The task >> Without any of the pictures, print every record below exactly.

######

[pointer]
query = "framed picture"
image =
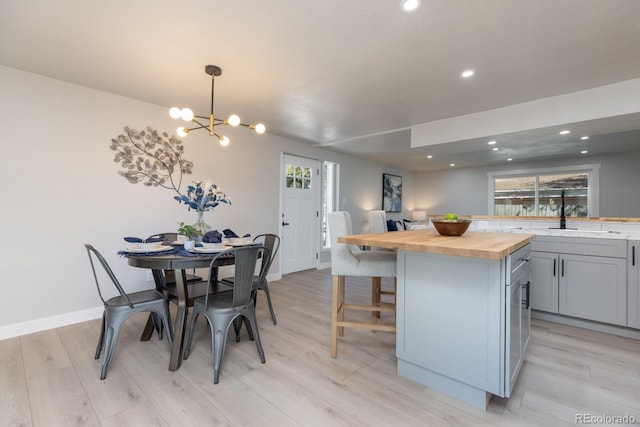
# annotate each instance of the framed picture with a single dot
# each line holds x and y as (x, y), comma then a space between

######

Response below >>
[pointer]
query = "framed picture"
image =
# annotate each instance of the framed picture with a single dot
# each line holds x and y as (x, y), comma then a space between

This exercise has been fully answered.